# $5 Banner Sale



## Screaming Demons (Sep 15, 2008)

Shindigz is having one of its $5 banner sales. It covers the basic 18x54 banner, which is usually $14.99. Enter promo code 5BANNER during checkout.


----------



## Abunai (Jan 28, 2008)

Marking for later. 
Thanks, Screaming Demons


----------



## annamarykahn (Oct 4, 2009)

thx 4 the heads up sd!

now i've got to find the perfect image(s)

$13.35 with shipping 4 me 

amk


----------



## Ghost of Spookie (Sep 28, 2008)

Sale over tonight, last day!

Offer applies to the 18x54-inch banner product size (items: B1118, K1118, K1154 and B1154). Offer can be redeemed once per customer, per organization, or household. The $5 Banner offer cannot be combined with any other offer or previous orders and does not apply to Attach'N'Go banners. Shipping charges will apply. Expires 8/20/2015 at 11:59 PM EDT.


----------



## slash (Sep 9, 2010)

whats their website cant find a shindigz.com


----------



## Ghost of Spookie (Sep 28, 2008)

slash said:


> whats their website cant find a shindigz.com


Did you try www. before? http://www.shindigz.com


----------



## Screaming Demons (Sep 15, 2008)

I just got another email saying the $5 sale is good through this Thursday. Get them while you can, because I've never seen them extend the sale before.


----------



## Ghost of Spookie (Sep 28, 2008)

I got the same email Screaming Deamons and then realized the expiration date on the offer was still the 20th, _Last _Thursday! Even emailed someone about it. I think their email server was messed up and sent some out late. If someone hadn't told me about it I would have missed it. I did get my order in on time and should get it Wednesday. So far been please with past orders but always curious to see it in person.


----------



## Screaming Demons (Sep 15, 2008)

GoS, I was afraid of that so I just checked my email. It shows it being good through August 27th at 11:59 eastern time, with the same 5BANNER promo code.

I'm going to try and order another one and see if it works. Something different this time around is the unlimited number available. In years past, didn't they limit it to the first 1000 people who ordered?


----------



## Ghost of Spookie (Sep 28, 2008)

I just don't get them. My one email account was getting emails from them, last one on 7/23, no Banner offer btw. I ordered a banner and used a different email address for it and Friday got the _expired_ $5 offer at that address. Here's what it said at the bottom of mine:

"* To get your $5 Banner, enter 5BANNER in the promotional code box at checkout online at www.shindigz.com. Offer applies to the 18x54-inch banner product size (items: B1118, K1118, K1154 and B1154). Limited to the first 1,000 orders. Offer can be redeemed once per customer, per organization, or household. The 5 Dollar Banner offer cannot be combined with any other offer or previous orders and does not apply to Attach'N'Go banners. Shipping charges will apply. Expires 8/20/2015 at 11:59 PM EDT."

So that promo was limited to the first 1,000 orders and they mailed it to me on the 21st while it expired on the 20th.

(Saved entries)
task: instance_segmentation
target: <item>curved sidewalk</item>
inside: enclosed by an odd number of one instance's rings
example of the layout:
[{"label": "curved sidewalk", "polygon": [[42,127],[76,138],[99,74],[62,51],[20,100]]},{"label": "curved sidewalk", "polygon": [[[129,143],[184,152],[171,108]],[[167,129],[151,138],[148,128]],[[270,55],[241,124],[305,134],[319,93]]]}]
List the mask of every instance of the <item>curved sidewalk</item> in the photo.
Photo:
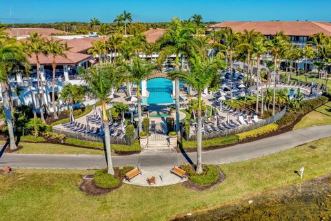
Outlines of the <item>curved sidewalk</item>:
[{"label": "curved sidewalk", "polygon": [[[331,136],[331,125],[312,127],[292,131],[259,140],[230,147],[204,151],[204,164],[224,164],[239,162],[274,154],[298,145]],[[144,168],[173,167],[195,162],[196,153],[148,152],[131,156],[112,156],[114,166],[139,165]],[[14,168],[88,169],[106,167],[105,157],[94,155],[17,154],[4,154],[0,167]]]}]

==

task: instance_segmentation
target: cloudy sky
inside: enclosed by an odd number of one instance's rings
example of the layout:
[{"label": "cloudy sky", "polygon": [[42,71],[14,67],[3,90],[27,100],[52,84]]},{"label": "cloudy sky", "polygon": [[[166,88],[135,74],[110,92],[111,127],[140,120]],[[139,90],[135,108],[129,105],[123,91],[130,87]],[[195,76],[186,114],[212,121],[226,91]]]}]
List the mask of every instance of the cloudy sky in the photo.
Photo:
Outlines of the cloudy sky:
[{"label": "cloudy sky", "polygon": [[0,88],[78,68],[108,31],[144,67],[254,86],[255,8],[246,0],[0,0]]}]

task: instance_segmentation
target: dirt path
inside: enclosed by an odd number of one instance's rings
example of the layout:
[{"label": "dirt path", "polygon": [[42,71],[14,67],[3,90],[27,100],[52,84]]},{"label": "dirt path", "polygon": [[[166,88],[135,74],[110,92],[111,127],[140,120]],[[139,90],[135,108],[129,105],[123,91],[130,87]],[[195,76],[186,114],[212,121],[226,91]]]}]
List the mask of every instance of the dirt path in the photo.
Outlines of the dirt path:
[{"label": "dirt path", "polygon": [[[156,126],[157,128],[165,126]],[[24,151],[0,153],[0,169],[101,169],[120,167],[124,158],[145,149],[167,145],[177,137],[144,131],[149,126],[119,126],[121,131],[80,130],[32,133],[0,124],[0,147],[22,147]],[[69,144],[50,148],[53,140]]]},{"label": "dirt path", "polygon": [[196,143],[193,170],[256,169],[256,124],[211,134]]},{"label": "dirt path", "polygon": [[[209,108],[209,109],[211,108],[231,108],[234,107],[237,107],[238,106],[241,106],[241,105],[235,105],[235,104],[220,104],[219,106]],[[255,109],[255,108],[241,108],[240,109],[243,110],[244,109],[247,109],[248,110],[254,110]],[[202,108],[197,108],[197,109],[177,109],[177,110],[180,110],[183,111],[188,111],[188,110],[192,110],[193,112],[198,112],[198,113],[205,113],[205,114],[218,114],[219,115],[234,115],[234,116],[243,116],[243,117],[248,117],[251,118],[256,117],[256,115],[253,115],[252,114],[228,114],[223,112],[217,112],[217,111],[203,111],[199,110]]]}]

> [TO BE DONE]
• A. Answer these questions about the $5 banner sale thread, marking each answer to match:
(i) What is the usual price of the basic 18x54 banner?
(ii) Which promo code is entered at checkout?
(iii) Which banners does the $5 offer not apply to?
• B. Carry on the $5 banner sale thread from its final post.
The records have no connection to the text.

> [RESPONSE LIST]
• A.
(i) $14.99
(ii) 5BANNER
(iii) Attach'N'Go banners

• B.
I'd say if your offer is different, go for it. I thought about calling them about my expired email offer but didn't have a banner that I needed that jumped to mind. Let us know if the order gets processed, if so might think about it again.


----------



## Wolfbeard (Sep 22, 2008)

I ordered mine yesterday, using the 5BANNER promo code. It was $13.35, including shipping.

We are doing a creepy doll theme for our annual Boo Bash this year. 18 years, with a different theme every year! 









Eric


----------



## vwgirl (Jul 16, 2012)

I just ordered mine and used the code with no issues. Thanks for the heads up, my email box is a hot mess with the 50 million offers daily I some how missed this one.


----------



## Jottle (Aug 17, 2006)

Please keep posting shindigz codes to this forum. Hoping they have a good $ off and free shipping at some point down the road.


----------



## Ghost of Spookie (Sep 28, 2008)

I know if you sign up for their newsletter, they'll send you a $10 off coupon for a $49+ order that doesn't expire until the end of the year.


----------



## Screaming Demons (Sep 15, 2008)

My sister just ordered a banner for $5 as well. This second banner sale is different than others they have had before. The discount code is posted right on their website.


----------



## Wolfbeard (Sep 22, 2008)

I ordered mine Monday and got the shipping confirmation yesterday (Tuesday) afternoon. That is quick turn around for a custom order! Especially for only $13.35. This is the third banner I have ordered from Shindigz and have been happy with the quality of the ones I have received in the past.

Eric


----------



## Ghost of Spookie (Sep 28, 2008)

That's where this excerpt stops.